> [Task to complete]: Please copy the lines below word for word, starting at the line that contains "of the small" and ending at the line that contains "Target: small outbuilding", with both of those lines included.

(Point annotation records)
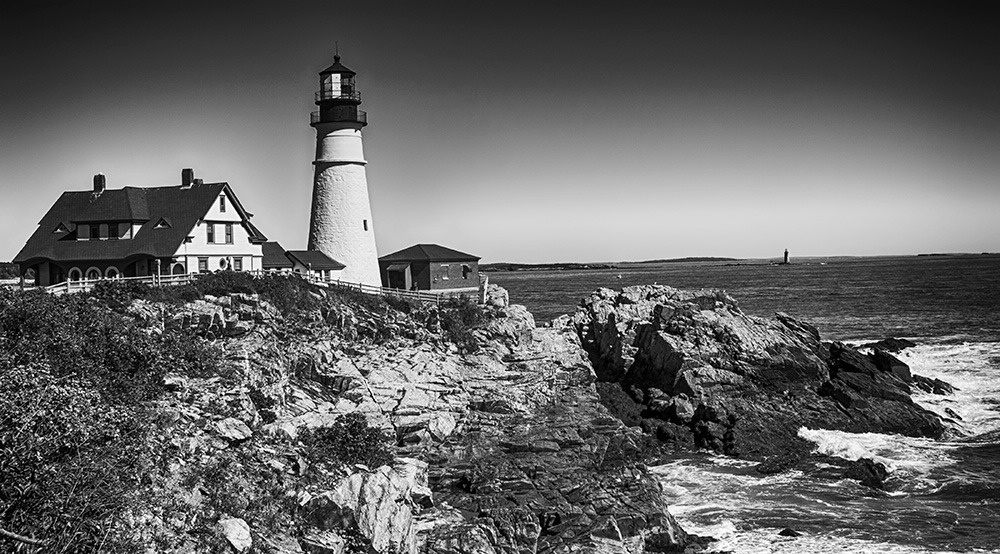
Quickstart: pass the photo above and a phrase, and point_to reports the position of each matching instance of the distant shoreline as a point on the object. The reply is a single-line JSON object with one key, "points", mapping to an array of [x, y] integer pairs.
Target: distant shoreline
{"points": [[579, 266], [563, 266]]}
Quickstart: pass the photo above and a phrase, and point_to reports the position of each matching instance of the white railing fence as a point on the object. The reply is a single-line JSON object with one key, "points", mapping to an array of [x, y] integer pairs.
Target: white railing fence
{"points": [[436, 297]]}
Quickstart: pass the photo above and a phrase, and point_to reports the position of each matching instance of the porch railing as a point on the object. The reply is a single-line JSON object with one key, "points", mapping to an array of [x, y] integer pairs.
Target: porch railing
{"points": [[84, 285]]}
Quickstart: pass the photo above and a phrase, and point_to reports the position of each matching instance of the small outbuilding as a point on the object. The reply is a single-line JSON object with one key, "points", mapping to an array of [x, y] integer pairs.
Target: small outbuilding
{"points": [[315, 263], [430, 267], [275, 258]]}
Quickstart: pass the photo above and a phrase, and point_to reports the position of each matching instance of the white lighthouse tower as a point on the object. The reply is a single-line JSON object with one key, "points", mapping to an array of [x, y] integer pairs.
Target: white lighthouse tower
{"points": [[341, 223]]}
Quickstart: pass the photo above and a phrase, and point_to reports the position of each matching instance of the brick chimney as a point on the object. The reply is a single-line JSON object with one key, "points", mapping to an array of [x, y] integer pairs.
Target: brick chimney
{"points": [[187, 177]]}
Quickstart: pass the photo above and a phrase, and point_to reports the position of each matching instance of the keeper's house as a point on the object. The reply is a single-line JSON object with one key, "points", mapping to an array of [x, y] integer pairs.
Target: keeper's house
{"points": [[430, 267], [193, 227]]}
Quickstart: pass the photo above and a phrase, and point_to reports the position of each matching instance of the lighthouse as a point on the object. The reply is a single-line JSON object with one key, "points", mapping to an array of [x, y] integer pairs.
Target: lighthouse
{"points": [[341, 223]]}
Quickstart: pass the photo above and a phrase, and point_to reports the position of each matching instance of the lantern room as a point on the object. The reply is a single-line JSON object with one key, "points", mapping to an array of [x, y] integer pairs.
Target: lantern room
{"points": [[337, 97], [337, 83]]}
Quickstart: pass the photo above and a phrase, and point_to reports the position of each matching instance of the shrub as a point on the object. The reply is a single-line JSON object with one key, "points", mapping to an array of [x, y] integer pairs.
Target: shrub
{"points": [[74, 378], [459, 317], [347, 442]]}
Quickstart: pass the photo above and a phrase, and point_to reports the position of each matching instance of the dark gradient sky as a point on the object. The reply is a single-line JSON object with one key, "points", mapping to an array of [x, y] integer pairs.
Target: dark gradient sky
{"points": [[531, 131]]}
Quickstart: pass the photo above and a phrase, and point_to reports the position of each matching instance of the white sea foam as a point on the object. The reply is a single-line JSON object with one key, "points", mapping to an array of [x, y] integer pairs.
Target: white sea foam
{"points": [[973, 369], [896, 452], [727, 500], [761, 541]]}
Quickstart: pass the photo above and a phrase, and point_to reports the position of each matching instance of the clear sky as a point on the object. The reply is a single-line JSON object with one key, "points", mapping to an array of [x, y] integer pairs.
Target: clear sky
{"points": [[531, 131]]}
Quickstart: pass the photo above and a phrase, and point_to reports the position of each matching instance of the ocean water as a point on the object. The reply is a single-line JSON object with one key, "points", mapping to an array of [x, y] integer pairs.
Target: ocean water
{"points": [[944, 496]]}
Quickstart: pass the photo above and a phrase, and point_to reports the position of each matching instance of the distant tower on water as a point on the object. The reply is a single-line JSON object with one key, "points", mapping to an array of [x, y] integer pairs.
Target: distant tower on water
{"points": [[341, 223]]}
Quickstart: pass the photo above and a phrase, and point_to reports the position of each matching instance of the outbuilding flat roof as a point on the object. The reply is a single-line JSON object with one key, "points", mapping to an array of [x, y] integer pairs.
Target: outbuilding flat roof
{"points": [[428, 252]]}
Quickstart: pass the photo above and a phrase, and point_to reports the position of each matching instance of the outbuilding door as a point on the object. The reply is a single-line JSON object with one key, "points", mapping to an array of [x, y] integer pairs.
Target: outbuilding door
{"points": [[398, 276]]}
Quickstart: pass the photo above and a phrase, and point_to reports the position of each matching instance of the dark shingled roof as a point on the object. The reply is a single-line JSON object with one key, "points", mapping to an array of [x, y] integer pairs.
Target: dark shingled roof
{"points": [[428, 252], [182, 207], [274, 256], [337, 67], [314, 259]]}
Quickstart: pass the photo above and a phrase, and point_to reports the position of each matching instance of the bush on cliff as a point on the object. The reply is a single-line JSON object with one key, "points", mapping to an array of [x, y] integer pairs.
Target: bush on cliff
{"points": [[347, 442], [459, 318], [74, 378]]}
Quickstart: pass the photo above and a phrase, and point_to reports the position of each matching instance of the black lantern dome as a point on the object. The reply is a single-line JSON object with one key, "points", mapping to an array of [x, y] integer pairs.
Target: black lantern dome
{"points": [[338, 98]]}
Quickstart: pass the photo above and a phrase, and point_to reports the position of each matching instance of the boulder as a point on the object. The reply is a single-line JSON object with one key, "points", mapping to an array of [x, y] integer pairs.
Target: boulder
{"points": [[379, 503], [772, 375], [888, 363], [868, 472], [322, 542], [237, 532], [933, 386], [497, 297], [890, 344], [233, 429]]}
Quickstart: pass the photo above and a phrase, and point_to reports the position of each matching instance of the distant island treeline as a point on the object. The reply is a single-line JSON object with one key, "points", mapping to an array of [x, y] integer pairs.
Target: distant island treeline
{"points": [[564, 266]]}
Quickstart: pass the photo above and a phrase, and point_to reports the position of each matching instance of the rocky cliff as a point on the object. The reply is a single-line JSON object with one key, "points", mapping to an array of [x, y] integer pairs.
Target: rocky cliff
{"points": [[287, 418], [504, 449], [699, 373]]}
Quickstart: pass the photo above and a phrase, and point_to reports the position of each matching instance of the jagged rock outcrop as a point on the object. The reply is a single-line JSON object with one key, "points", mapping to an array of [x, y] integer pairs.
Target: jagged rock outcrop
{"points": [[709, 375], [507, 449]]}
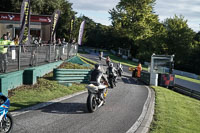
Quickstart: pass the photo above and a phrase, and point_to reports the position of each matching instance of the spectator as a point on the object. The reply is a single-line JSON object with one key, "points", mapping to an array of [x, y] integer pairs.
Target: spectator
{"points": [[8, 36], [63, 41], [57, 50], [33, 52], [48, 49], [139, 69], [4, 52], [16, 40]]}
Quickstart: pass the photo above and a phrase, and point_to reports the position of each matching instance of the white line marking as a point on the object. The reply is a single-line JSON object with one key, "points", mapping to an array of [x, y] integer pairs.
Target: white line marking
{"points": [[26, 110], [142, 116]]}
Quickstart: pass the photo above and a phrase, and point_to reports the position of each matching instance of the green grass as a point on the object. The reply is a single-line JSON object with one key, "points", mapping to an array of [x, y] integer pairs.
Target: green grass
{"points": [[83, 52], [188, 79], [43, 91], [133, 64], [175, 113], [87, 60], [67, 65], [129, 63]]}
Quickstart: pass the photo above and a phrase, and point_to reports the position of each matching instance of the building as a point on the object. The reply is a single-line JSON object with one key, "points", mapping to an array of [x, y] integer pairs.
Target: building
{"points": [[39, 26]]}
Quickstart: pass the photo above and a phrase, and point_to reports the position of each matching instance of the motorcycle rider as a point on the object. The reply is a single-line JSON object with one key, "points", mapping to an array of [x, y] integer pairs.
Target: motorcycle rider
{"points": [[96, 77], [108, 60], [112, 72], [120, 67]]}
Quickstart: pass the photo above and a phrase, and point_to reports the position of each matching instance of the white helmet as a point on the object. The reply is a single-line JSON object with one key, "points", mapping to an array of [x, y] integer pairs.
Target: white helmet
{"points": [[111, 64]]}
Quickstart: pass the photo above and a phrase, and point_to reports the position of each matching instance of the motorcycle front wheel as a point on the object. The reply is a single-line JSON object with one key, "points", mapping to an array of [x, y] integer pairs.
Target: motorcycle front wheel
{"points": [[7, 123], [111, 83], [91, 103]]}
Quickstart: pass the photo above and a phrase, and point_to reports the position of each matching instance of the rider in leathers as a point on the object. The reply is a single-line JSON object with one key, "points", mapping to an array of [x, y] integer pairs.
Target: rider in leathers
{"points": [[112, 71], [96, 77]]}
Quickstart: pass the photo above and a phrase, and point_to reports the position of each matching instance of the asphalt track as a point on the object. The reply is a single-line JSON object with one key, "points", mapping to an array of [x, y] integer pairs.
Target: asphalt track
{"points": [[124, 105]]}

* * *

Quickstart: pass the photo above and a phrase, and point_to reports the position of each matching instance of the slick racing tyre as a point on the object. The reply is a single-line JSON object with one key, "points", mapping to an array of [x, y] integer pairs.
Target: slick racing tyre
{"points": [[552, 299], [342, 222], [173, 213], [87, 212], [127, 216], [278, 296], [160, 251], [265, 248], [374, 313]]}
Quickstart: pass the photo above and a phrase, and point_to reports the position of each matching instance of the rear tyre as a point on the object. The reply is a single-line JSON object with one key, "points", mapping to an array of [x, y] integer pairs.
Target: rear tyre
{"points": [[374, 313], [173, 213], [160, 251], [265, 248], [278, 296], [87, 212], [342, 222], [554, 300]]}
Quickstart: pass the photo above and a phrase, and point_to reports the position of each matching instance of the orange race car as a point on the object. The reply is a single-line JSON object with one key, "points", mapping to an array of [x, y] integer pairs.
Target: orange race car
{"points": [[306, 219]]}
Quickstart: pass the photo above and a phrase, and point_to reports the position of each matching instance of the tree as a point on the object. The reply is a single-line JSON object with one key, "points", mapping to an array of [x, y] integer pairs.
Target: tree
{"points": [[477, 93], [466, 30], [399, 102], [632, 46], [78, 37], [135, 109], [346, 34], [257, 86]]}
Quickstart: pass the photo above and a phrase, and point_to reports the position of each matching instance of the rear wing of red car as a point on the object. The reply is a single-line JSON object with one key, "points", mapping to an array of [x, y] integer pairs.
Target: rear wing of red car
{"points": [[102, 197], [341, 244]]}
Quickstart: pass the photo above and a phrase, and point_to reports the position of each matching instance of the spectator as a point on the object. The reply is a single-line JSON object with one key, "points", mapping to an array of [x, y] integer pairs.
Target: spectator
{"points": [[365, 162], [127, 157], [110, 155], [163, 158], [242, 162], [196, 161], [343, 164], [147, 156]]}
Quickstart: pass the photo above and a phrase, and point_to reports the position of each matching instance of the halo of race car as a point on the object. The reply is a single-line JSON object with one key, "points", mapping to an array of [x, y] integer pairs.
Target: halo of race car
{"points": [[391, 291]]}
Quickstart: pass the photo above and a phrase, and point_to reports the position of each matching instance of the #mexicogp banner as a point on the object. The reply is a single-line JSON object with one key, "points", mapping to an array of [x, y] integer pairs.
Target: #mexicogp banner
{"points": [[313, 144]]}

> [Exercise solution]:
Quickstart: pass the photo above and a phrase, and point_to reports the position of each matching instance of the small outbuilding as a point on the object. The reply is a single-line JSON object with one key, "points", mapping to an array of [x, y] integer pairs.
Target: small outbuilding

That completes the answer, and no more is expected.